→ Records from a data source:
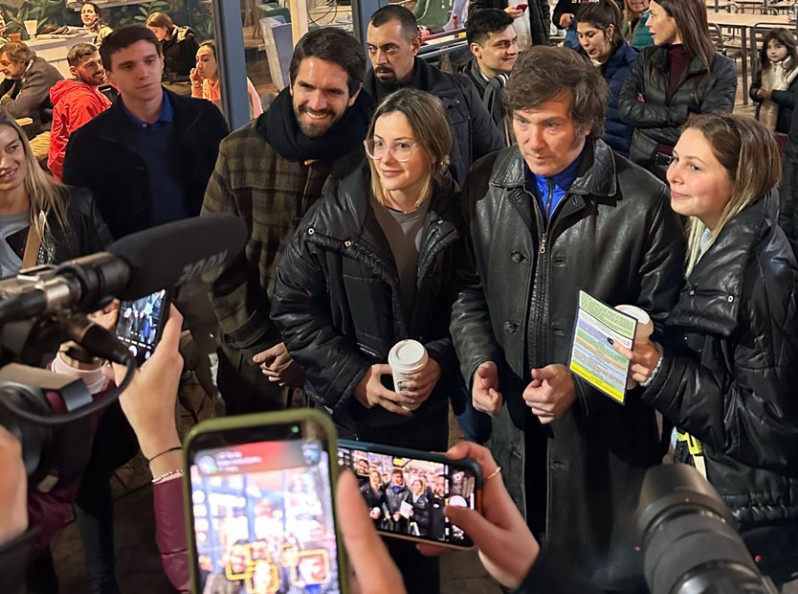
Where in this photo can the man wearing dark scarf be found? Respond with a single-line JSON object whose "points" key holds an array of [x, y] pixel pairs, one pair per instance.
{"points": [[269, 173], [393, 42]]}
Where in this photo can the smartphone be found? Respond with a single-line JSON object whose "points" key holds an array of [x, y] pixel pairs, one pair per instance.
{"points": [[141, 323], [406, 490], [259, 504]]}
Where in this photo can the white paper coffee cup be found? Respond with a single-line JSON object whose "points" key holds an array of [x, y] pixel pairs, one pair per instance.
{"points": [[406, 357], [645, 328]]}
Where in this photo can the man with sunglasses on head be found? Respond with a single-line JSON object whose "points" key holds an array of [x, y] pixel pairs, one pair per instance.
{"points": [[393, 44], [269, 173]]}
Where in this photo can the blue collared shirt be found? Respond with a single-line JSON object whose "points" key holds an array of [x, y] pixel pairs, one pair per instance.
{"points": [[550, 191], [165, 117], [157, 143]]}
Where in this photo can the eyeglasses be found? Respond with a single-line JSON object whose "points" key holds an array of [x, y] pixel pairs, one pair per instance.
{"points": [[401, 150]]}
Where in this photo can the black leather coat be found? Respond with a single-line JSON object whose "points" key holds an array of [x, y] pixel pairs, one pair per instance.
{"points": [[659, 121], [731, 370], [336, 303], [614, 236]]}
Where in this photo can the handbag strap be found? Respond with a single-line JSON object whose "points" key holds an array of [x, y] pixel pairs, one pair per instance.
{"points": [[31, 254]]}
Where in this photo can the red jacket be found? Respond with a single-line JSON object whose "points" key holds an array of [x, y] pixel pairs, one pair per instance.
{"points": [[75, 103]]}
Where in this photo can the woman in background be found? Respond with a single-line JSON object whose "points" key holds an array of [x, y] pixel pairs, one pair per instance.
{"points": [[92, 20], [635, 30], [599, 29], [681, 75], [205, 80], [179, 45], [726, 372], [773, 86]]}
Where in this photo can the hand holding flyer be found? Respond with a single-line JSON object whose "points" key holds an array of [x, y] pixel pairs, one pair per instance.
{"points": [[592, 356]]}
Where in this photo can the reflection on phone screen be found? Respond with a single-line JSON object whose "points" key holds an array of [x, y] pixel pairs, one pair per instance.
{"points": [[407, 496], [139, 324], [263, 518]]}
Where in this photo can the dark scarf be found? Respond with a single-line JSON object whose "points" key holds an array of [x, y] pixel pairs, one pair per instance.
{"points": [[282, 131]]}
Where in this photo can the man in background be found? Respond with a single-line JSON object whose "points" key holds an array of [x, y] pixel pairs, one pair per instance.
...
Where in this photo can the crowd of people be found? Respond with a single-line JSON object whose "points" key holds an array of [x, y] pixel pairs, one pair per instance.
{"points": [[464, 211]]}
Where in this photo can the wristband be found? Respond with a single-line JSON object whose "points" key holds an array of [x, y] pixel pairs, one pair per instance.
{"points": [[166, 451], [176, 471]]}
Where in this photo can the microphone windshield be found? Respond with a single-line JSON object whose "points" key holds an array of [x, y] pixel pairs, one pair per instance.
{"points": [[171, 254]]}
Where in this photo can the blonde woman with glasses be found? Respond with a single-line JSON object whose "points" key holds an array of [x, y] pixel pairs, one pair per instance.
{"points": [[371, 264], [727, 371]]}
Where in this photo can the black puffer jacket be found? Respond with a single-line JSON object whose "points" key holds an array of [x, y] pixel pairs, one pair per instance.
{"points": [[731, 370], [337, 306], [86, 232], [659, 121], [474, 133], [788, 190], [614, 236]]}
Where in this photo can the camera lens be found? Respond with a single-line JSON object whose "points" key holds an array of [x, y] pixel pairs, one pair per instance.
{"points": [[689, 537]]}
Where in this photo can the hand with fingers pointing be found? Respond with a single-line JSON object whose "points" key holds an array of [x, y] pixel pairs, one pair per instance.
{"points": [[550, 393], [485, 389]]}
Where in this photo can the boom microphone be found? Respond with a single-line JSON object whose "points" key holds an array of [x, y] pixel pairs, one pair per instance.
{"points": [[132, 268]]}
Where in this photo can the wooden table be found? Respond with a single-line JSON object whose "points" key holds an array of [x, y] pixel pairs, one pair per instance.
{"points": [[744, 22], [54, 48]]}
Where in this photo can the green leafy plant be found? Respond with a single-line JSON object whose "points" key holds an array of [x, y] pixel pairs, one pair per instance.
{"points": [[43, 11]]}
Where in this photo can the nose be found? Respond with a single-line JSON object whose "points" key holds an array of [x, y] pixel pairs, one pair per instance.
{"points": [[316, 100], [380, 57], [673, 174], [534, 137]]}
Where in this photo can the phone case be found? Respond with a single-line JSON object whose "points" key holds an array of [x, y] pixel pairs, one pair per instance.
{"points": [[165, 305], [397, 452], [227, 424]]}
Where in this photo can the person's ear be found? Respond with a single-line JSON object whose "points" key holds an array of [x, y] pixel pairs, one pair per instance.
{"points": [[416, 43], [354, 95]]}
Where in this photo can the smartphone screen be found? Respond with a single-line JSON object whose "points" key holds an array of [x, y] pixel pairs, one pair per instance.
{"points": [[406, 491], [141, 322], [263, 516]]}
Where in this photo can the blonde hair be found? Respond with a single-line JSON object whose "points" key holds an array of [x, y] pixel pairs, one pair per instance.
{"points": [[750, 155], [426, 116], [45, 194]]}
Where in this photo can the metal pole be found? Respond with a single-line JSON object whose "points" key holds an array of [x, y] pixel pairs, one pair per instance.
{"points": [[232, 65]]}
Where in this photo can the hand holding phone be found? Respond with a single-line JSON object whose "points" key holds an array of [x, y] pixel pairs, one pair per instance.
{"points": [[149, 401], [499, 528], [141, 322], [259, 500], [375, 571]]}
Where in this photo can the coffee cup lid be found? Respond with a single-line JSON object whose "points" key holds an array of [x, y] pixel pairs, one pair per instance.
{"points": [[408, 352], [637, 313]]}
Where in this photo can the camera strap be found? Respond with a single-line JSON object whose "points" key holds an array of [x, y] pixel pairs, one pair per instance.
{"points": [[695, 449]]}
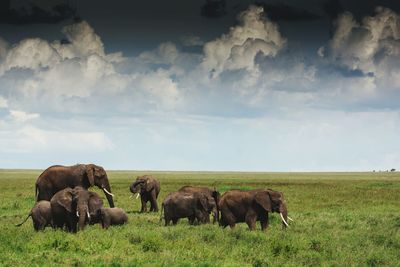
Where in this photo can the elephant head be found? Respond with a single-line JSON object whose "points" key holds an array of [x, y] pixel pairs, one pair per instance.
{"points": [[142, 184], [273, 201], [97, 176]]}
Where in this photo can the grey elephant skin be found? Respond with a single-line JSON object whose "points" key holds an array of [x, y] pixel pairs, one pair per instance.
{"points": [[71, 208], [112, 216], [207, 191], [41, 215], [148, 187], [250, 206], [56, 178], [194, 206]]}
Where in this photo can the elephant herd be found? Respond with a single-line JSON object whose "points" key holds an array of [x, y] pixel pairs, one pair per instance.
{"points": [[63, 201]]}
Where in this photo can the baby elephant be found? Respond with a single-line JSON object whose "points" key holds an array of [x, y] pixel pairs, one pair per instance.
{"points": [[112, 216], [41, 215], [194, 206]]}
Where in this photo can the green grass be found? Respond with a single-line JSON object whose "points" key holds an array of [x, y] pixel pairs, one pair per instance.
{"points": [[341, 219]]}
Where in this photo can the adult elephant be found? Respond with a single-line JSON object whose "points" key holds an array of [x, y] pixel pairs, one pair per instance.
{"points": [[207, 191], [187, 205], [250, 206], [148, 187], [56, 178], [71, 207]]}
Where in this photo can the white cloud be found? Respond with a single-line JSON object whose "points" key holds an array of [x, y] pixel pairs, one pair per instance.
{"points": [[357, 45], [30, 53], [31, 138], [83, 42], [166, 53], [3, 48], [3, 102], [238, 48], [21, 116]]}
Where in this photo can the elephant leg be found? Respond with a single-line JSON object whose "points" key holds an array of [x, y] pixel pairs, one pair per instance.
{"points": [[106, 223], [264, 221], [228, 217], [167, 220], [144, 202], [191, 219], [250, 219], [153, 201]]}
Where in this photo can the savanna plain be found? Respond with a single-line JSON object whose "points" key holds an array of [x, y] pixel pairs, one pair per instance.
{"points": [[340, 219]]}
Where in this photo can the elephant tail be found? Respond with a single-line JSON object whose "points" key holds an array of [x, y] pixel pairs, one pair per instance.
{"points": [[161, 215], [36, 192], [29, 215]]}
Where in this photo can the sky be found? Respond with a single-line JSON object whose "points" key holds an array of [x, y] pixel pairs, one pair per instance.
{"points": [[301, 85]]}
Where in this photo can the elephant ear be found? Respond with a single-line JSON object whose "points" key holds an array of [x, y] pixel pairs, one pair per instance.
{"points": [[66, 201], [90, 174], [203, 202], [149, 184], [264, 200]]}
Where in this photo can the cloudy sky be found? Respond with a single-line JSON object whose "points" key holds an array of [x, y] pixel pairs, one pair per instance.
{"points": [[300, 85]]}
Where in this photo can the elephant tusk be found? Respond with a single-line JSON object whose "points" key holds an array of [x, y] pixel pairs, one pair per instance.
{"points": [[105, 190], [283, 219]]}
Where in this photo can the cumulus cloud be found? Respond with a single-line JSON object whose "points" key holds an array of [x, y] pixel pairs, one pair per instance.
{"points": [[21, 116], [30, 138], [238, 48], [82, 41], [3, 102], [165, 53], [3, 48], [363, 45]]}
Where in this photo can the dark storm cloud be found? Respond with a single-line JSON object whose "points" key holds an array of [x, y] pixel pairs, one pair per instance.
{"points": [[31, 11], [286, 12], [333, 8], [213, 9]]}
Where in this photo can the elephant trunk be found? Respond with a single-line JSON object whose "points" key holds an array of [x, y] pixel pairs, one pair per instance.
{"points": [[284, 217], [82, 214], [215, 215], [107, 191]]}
...
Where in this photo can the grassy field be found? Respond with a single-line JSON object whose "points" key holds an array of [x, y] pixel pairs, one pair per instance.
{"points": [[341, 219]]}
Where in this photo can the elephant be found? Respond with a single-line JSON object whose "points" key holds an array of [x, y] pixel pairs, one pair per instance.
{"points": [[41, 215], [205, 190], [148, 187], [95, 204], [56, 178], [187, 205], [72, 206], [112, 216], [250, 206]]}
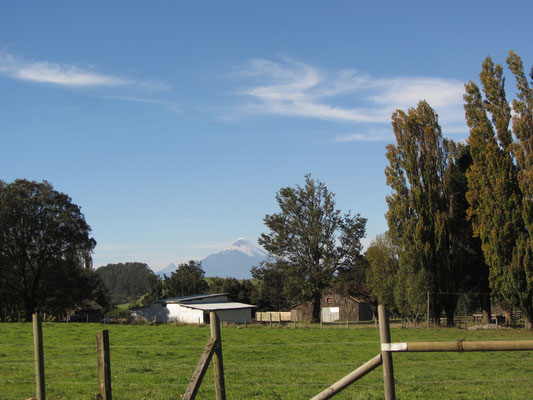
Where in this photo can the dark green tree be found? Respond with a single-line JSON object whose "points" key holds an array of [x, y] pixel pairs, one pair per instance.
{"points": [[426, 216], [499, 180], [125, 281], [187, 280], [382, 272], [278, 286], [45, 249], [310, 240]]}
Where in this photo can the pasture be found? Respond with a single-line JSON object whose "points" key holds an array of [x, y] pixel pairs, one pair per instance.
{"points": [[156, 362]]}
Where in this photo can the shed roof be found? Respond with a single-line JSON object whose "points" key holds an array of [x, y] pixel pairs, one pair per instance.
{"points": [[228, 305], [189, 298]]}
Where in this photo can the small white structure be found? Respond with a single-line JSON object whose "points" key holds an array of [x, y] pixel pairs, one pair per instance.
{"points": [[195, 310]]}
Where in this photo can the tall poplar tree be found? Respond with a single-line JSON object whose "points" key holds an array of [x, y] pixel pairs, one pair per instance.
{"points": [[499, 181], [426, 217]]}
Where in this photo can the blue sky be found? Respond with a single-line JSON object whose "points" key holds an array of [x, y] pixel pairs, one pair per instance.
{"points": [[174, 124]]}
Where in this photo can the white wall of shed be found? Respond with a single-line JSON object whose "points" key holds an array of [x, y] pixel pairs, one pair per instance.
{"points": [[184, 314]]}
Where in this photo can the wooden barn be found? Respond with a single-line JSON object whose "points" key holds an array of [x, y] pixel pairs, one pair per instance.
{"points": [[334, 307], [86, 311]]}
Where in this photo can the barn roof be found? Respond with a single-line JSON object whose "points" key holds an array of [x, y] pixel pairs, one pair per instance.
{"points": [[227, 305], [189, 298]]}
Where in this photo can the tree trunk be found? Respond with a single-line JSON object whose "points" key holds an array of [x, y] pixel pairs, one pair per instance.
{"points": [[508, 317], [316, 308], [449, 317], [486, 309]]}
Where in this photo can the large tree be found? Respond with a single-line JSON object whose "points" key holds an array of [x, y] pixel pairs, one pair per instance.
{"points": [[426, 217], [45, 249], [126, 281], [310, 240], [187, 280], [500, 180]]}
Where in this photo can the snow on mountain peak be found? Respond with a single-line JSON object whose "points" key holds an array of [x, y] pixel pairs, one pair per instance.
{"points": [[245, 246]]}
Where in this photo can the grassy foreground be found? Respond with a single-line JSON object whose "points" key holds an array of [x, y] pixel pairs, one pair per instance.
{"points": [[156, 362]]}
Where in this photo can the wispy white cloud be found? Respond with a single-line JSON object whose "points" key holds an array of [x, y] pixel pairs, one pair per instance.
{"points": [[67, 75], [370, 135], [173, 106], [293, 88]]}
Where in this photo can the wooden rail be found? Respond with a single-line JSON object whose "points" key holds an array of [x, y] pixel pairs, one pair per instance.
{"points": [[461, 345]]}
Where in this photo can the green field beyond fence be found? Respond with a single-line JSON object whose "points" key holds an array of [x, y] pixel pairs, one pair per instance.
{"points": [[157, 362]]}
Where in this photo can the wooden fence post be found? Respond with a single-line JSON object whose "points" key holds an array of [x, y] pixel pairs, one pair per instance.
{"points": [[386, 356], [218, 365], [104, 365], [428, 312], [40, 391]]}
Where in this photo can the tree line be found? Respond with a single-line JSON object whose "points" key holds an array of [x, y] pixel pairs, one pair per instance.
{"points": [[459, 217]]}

→ Directions: List every line in the items above that contains the word "background", copying each line in full.

→ Written response:
Where in this photo can the woman in background be found? Respond with a single-line JSON object whose "points" key holds an array of [x, y] pixel pairs, one pair per instance.
Where in this photo can the man in background be found? Respond with a single-line JSON object whose "points" key holds an array of [x, y] pixel pairs, one pair per instance.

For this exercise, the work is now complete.